TASK BRIEF: Please output all of the material below verbatim, line for line, with nothing changed.

PROVIDED RECORDS:
┄┄┄┄┄┄
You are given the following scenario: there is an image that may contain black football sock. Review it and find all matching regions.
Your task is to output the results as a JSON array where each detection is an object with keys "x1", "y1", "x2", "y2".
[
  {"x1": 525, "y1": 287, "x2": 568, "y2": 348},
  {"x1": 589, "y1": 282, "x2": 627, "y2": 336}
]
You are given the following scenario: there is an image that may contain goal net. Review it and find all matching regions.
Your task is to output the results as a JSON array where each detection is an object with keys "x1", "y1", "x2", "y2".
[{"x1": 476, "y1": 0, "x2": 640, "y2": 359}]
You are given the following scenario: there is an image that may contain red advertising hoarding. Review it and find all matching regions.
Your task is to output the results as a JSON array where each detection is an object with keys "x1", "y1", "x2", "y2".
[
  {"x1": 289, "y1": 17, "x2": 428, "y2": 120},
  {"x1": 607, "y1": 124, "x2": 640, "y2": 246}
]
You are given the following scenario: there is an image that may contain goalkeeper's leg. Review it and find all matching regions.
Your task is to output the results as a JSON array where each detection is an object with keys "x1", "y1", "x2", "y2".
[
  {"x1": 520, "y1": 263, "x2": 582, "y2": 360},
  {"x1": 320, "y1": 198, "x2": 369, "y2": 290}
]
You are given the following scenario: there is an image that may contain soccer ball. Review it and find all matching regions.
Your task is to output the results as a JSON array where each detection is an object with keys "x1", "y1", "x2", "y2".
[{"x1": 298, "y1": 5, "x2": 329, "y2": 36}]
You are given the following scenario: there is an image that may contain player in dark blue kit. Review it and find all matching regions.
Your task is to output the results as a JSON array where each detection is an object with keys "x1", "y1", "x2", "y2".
┄┄┄┄┄┄
TASK RESULT:
You are given the following scenario: there is an image that may contain black football sock. Review it and find all matching regions.
Your task is to output the results as a JSON array where each detection is an object with keys "x1", "y1", "x2", "y2".
[
  {"x1": 525, "y1": 287, "x2": 568, "y2": 348},
  {"x1": 589, "y1": 282, "x2": 627, "y2": 336}
]
You are given the following scenario: there is an image that may contain goal net. Review it and find all matching regions.
Your task is to output the results as a JSON array where each detection is an object with keys "x1", "y1", "x2", "y2".
[{"x1": 476, "y1": 0, "x2": 640, "y2": 359}]
You are given the following scenario: there is an image that may contain red advertising hoarding. Review it and find all matching regions.
Your task is to output the results as a JSON array where each detection is an object with keys "x1", "y1", "x2", "y2".
[
  {"x1": 289, "y1": 17, "x2": 428, "y2": 120},
  {"x1": 607, "y1": 124, "x2": 640, "y2": 246}
]
You are given the following scenario: there is an image that may contain goalkeeper's leg. Review it and find all matching regions.
Your task is to output the results as a JSON array where each detection is an object with keys "x1", "y1", "x2", "y2".
[
  {"x1": 520, "y1": 263, "x2": 582, "y2": 360},
  {"x1": 320, "y1": 198, "x2": 369, "y2": 290}
]
You are given the following scenario: there is an image that may contain soccer ball. Review it and find all matching regions.
Your task is to output the results as a JSON array where each detection is an object with keys "x1", "y1", "x2", "y2".
[{"x1": 298, "y1": 5, "x2": 329, "y2": 36}]
You are given the following scenario: there is an image that may contain player in dark blue kit. Review it and find all matching regions.
Your task is to output the results as a JSON array where each detection is an object with keys "x1", "y1", "x2", "y2".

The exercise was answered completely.